ABOUT THIS TASK :: Reproduce the records. Keep every word exact and include no images.
++++ MATERIAL FOR THIS TASK ++++
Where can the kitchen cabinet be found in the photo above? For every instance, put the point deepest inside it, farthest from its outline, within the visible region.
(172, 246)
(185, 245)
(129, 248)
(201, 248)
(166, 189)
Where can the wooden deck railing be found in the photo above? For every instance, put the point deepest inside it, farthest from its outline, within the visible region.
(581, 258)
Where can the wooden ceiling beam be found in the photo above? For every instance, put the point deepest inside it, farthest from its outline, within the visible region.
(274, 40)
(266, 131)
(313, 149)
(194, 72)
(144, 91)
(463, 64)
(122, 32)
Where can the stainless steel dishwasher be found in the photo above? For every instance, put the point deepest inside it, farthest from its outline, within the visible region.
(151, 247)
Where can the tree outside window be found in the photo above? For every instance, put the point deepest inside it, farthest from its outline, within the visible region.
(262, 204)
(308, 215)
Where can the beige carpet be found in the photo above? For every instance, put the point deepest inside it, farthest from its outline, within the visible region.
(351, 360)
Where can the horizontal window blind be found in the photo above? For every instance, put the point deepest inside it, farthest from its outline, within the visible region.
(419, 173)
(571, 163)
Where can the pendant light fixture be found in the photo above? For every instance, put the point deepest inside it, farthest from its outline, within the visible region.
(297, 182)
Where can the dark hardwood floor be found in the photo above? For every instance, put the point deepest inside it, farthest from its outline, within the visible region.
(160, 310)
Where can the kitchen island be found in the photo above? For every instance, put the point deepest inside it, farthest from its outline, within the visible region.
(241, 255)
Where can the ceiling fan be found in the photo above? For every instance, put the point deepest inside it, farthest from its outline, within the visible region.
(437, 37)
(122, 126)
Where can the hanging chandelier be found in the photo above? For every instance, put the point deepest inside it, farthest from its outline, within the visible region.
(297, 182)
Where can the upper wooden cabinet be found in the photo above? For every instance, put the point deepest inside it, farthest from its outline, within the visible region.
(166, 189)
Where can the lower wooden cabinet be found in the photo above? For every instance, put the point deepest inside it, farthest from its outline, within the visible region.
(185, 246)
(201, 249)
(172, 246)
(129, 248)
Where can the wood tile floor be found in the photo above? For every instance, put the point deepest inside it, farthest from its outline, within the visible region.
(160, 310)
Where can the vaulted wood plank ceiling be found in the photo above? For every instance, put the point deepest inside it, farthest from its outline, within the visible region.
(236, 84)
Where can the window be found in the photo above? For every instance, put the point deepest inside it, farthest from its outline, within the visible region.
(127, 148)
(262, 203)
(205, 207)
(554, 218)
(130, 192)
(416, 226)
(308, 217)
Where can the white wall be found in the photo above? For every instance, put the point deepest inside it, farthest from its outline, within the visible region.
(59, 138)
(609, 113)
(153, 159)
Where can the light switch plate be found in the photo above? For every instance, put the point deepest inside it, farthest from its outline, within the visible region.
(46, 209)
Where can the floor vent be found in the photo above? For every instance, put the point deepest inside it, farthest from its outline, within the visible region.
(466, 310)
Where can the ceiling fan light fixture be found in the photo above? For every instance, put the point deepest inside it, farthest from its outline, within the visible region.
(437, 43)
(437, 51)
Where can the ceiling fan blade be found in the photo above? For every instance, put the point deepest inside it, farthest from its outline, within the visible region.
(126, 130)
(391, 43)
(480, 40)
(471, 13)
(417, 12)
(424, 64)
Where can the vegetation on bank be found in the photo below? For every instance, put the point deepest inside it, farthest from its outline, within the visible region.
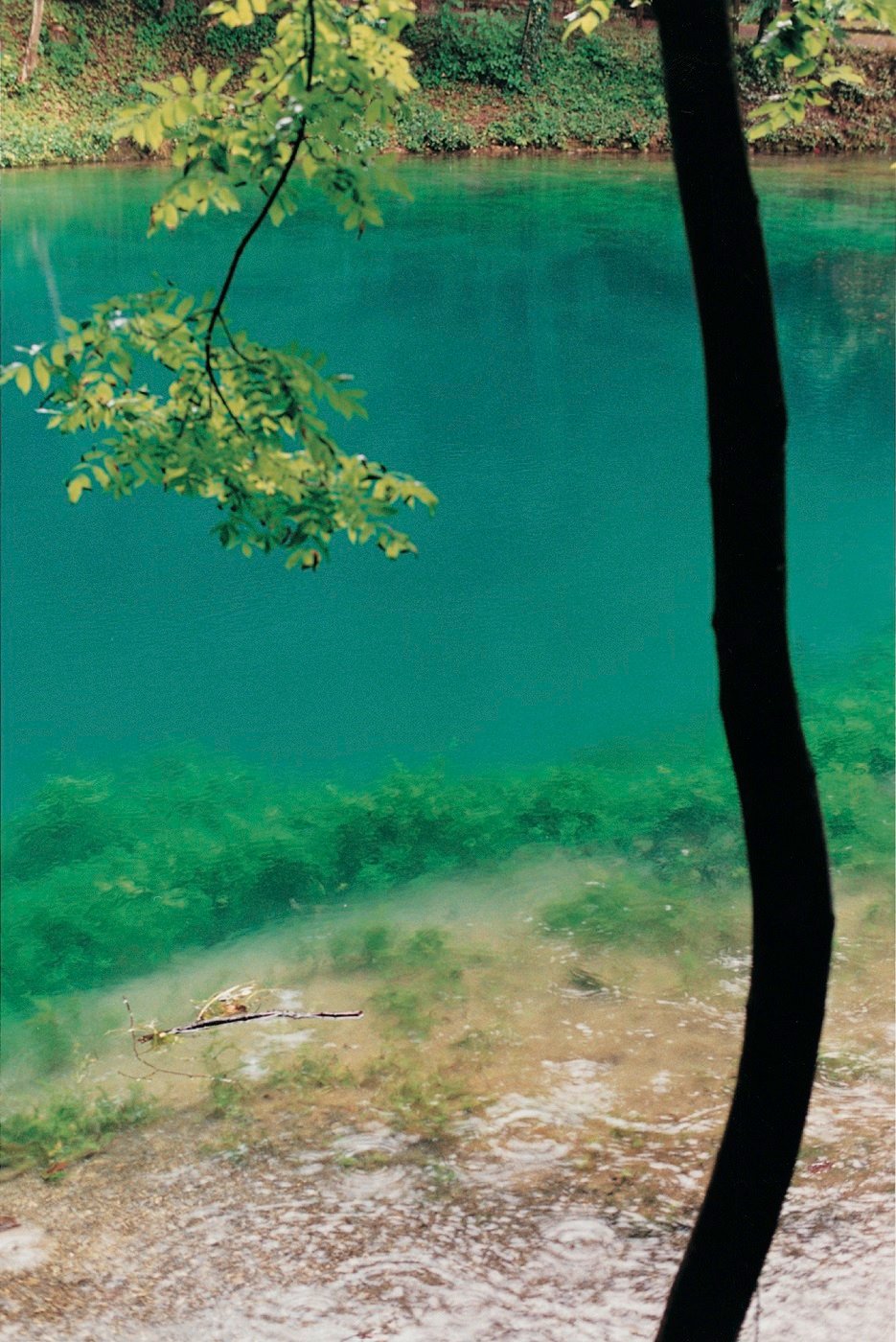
(106, 872)
(596, 93)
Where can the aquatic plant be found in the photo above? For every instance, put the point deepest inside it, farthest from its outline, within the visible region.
(69, 1129)
(110, 872)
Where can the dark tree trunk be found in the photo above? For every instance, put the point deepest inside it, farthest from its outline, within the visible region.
(792, 910)
(768, 15)
(30, 59)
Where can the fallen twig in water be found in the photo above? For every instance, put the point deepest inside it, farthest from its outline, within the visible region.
(241, 1016)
++++
WRITTEN ANSWER ::
Where can the kitchen cabinet be found in the photo above? For every instance, put the point deepest inside it, farthest from its outline, within the visible region.
(172, 246)
(185, 245)
(129, 248)
(201, 248)
(166, 189)
Where can the wooden deck railing be found in the photo above? For every instance, put the point deepest inside it, farthest from its outline, within the visible region.
(581, 258)
Where can the wooden ceiling beam be found in the photo above? For every instance, put the point deepest inside it, farthest from its outline, within the visible region.
(274, 40)
(266, 131)
(313, 149)
(194, 72)
(144, 91)
(463, 64)
(122, 32)
Where can the stainless steel dishwasher be found in the photo above? For every instance, put the point deepest inside it, farthest from its outline, within the visible region.
(151, 247)
Where can the tree outside window be found in the photo above? For every instance, put the point deepest inside it, farthest from its outline, within the visible region.
(262, 204)
(308, 215)
Where can the beige carpet be found in the photo above? For every instance, put the point deepest inside it, farthest from its outline, within the visible region.
(351, 360)
Where can the horizontal window blind be found in the photo above? For every instance, put the point deepest inside it, farthest from its outline, within the visible region.
(419, 173)
(571, 163)
Where can the pendant light fixture be found in the photo above? For every instance, put the point deepest inside it, farthest from its outline, within the visible region.
(297, 182)
Where can the dark hardwood floor be found in the photo above? For every instance, put the point deepest inside it, farthest from its outline, within the visible region.
(160, 310)
Where can the kitchen island be found in the photo above? For every instance, put the point deepest inside it, farthest from its outline, within the visible region.
(241, 255)
Where can the ceiling fan be found in the photo above? For every instance, put the point deepest inside it, farthest from its outline, within the visible region.
(437, 37)
(122, 126)
Where can the hanging chandelier be found in the photo above? For every instance, put the point deepest inside it, farthest from its outline, within the visible region.
(297, 182)
Where can the upper wooden cabinet be found in the photo above? For every instance, put the point deepest inside it, farthest from its outline, within the visible region.
(166, 189)
Where can the lower wooden cabinet be found in the photo above? For every instance, put the point deepest inside it, farthest from its outline, within the visible region.
(185, 246)
(201, 249)
(172, 246)
(129, 248)
Where can the wood tile floor be found in the photo above? For every instance, put the point deepest inside it, farthest from its outline, within the visible region.
(160, 310)
Where can the vaulted wood plank ceiling be found in the photo above? For every instance, put the point deepest inside it, farthest from its outline, within the visible region.
(236, 84)
Where can the window be found in the photo above? For every instance, put the point deepest inside it, farthest from its outline, within the visible region.
(127, 148)
(262, 203)
(205, 207)
(554, 218)
(130, 192)
(416, 226)
(308, 217)
Where can the white wall be found in the photo above? For every instance, put the point deepest inside it, farthest from its outline, within the visible region.
(59, 138)
(609, 113)
(153, 159)
Where can the light switch plate be found in the photo above? For every instance, put the point deepest inside it, farthest from its outline, within the visible region.
(46, 209)
Where can the floor vent be found in the photo above? For every instance, put the point deepest inside it, farthest from its outline, within the visible region.
(466, 310)
Where can the ceiling fan light fixture be found in the photo above? For every instance, put the point deepest inside it, farthest from its outline, within the visible region.
(437, 43)
(437, 51)
Where can the ceiling fan blade be found in the photo above? For every instance, put the point deepest inside it, farthest from its outline, within the visible region.
(126, 130)
(391, 43)
(480, 40)
(471, 13)
(417, 12)
(424, 64)
Where can the vegetation on bank be found in the photo below? For every instance, put the point deepest inside it, farthest from its outline, within the visible region.
(106, 872)
(596, 93)
Where can the aquatic plant be found in the photo above? For every instance, put the point deepest inside it, farthest from its outline, within the visible region.
(69, 1129)
(110, 872)
Where can the dark tree trunk be found in the photo above? For every instance, put the point deepest inside it, farthest from its outline, within the visible region.
(792, 910)
(768, 15)
(30, 59)
Where can the fallen twig in water be found in the photo above? For every instance, put the point deepest inside it, farthest from its outline, within the visible region.
(241, 1016)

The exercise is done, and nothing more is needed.